Source document
No, the Minnesota State Legislature voted in June to end the Minnesota Lottery's ability to sell eScratch tickets on the Lottery's website. The same legislation also requires us to end Play at the Pump and Play at ATM sales. All online, pump, and ATM sales have been terminated as of August 31, 2015.
Everyone gets so excited when the Powerball and Mega Millions jackpots go way up to multi millions of dollars. Why not pay 200 winners $1 million each, instead of $200 million to one winner?
Seems like a great idea, doesn’t it? The reality, however, is that people want to play for the big jackpot amounts. Sales at the $200 million jackpot level are three times what they are at the $40 million jackpot level. We also have no control over the number combinations players select. It is possible to have none, one or many winners on any given set of numbers. We offer a variety of games so players can take their pick of jackpot sizes. Powerball and Mega Millions are the big jackpot games but Hot Lotto jackpots start at $1 million, Gopher 5 jackpots start at $100,000, and Northstar Cash jackpots start at $25,000.
If I win the jackpot, do I have the option of remaining anonymous as far as the public and the media are concerned?
Minnesota state law provides that your name, city of residence and the prize amount won is public information. Your street address, phone number and social security number are private information and will not be released by the Lottery.
Do I have to match the numbers in the exact order drawn?
This depends on the game you play. For Daily 3, it depends on the bet type you placed. For more information, visit the Daily 3 game page. For All or Nothing, Gopher 5 and Northstar Cash, the numbers on your ticket are always printed in numerical order. Those numbers need to match the numbers drawn, but not in the order drawn. If you play Powerball, Mega Millions or Hot Lotto, you can match the first five white ball numbers drawn in any order. However, the Powerball number on your ticket (the last number, behind the letters “PB”) must match the Powerball number drawn. The Mega Ball number on your ticket (the last number, behind the letters “MB”) must match the Mega Ball number drawn. The Hot Ball number on your ticket (the last number, behind the letters “HB”) must match the Hot Ball number drawn. You cannot crisscross lines to match numbers on any ticket.
I received an email from a person saying I won the Lottery. How do I know if this is real or fake?
The only way to win the Lottery is to buy a lottery ticket, or enter a second-chance contest directly on our website. You would never be asked to provide personal information over the phone or via e-mail by the Minnesota State Lottery. A legitimate lottery would also never ask you to pay taxes or fees before you receive payment. If you have any questions about a suspicious e-mail or phone call, call the lottery at (651) 635-8273, then press 2. Remember: if it sounds too good to be true, it probably is. For more information about scams, or to file a complaint, contact the Federal Trade Commission (FTC) at (877) FTC-HELP or www.ftc.gov; the U.S. Postal Inspection Service at (651) 293-3200 or www.usps.com/postalinspectors; the Minnesota Attorney General at (651) 296-3353, (800) 657-3787, or www.ag.state.mn.us; or your local law enforcement agency.

Data excerpt

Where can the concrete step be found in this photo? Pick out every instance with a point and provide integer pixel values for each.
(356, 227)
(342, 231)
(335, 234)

Given instruction A
Name every organization or agency that the lottery FAQ lists as a contact for more information about scams or for filing a complaint.
Given instruction B
Output the lottery FAQ word for word, from "This depends on" down to "on any ticket.".
Given instruction C
Continue the lottery FAQ from the point where it stops.

Written answer A
- Federal Trade Commission (FTC)
- U.S. Postal Inspection Service
- Minnesota Attorney General
- Local law enforcement agency

Written answer B
This depends on the game you play. For Daily 3, it depends on the bet type you placed. For more information, visit the Daily 3 game page. For All or Nothing, Gopher 5 and Northstar Cash, the numbers on your ticket are always printed in numerical order. Those numbers need to match the numbers drawn, but not in the order drawn. If you play Powerball, Mega Millions or Hot Lotto, you can match the first five white ball numbers drawn in any order. However, the Powerball number on your ticket (the last number, behind the letters “PB”) must match the Powerball number drawn. The Mega Ball number on your ticket (the last number, behind the letters “MB”) must match the Mega Ball number drawn. The Hot Ball number on your ticket (the last number, behind the letters “HB”) must match the Hot Ball number drawn. You cannot crisscross lines to match numbers on any ticket.

Written answer C
What’s the difference between Powerball and Mega Millions?
Powerball and Mega Millions are both multi-million dollar jackpot games, but that's where the similarities end. The games have different starting jackpot amounts, different prize structures, different ticket prices, and different drawing days. You can find more information about Powerball and Mega Millions on their respective game pages.
What’s the difference between the cash and annuity option?
When someone wins the jackpot and wants cash, they get all of the cash in the jackpot prize pool. If the winner wants the annuity, the cash in the prize pool is invested to fund the annuity payments. The winner gets the cash plus the interest earned. When you see an estimated jackpot annuity prize, we are estimating both sales and what the market’s prices on certain securities will be. The annuity jackpot amount and the cash jackpot amount that we announce are always estimates until sales are final and, for the annuity jackpot, until bids are issued on the purchase of securities.
If I die before I receive all the payments from a lottery prize like the Powerball jackpot, will my heirs receive the rest of my prize money?
Yes. Payments continue to the winner's estate until exhausted. The Lottery also permits the estate to request that all remaining payments be paid immediately to the estate. This permits the estate to pay inheritance taxes immediately, avoiding any penalties, and to distribute the remainder to the heirs. The amount of the payment will be based on the present value of the securities being held by the Lottery. Then, of course, no more payments exist. There also might be certain lifetime prizes in the Lottery. These usually have a guaranteed minimum number of payments. If the winner dies before the minimum number of payments has been made, payments continue until the minimum is reached.
Where is the Powerball prize money kept until it is paid out? Is there any chance that something could happen to it before the 30-year payout period ends?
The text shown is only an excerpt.